** Dataset records follows **

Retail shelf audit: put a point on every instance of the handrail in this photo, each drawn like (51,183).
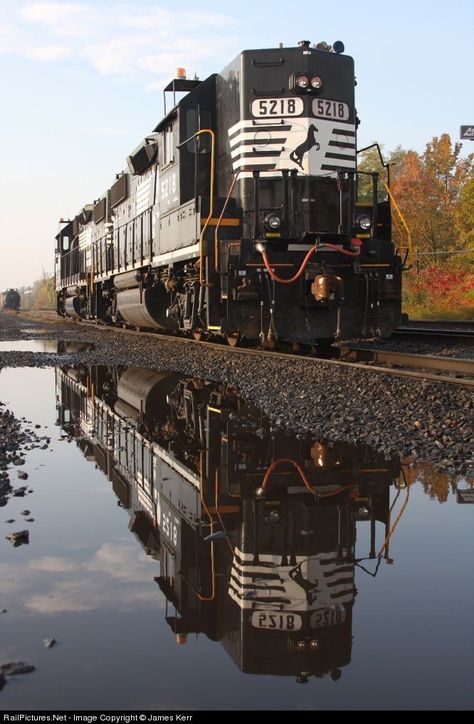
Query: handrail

** End of Dataset records **
** Dataset records follows **

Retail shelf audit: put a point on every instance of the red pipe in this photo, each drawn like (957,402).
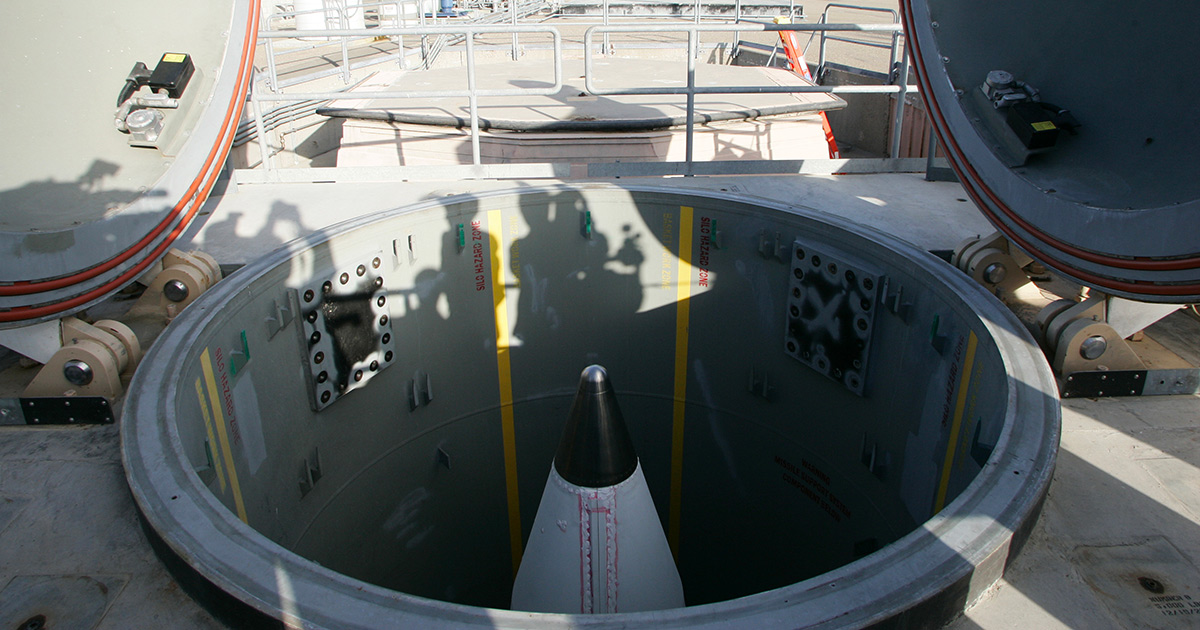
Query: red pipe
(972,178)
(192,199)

** End of Dataset records **
** Dataset records follows **

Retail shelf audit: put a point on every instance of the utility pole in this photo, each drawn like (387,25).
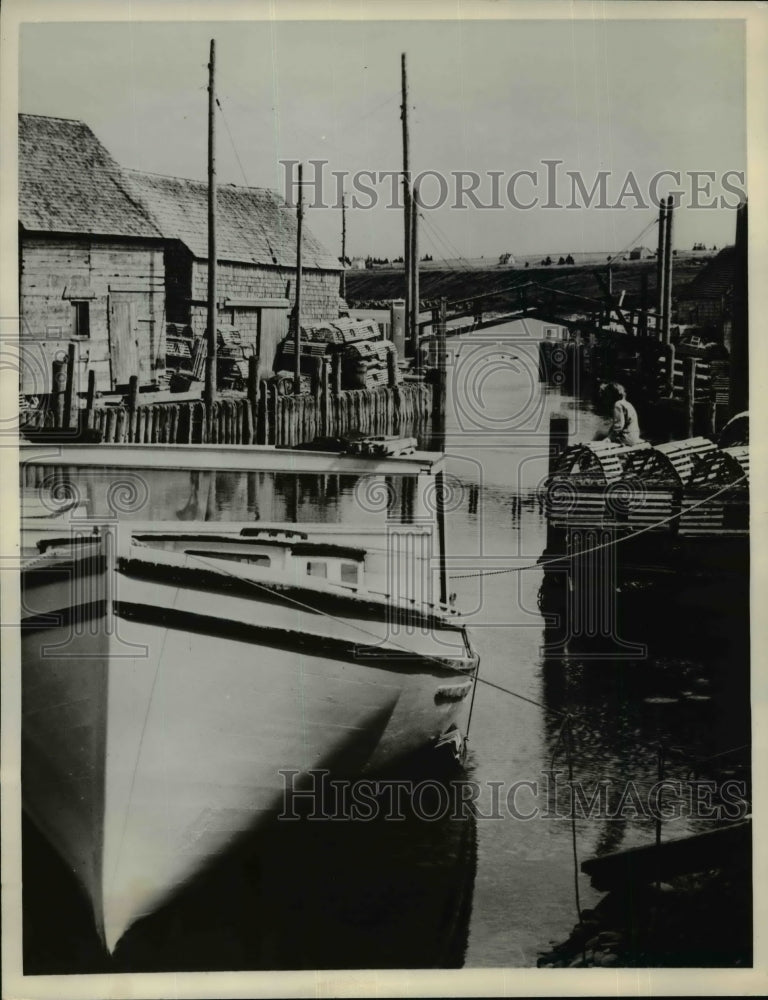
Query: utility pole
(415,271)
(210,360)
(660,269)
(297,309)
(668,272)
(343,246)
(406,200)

** End of Dataset records **

▸ Exercise objective
Which lines of the records above hold the word "this"? Copy each of them.

▸ Your response
Retail shelf audit: put a point on every instance of the handrail in this photo, each drawn like (51,183).
Retail shelf audit: put a point on every instance of the red pipe in this photo, each drawn like (957,402).
Retail shelf audit: put a point on every instance of the utility pole in this photo, each drawn like (387,25).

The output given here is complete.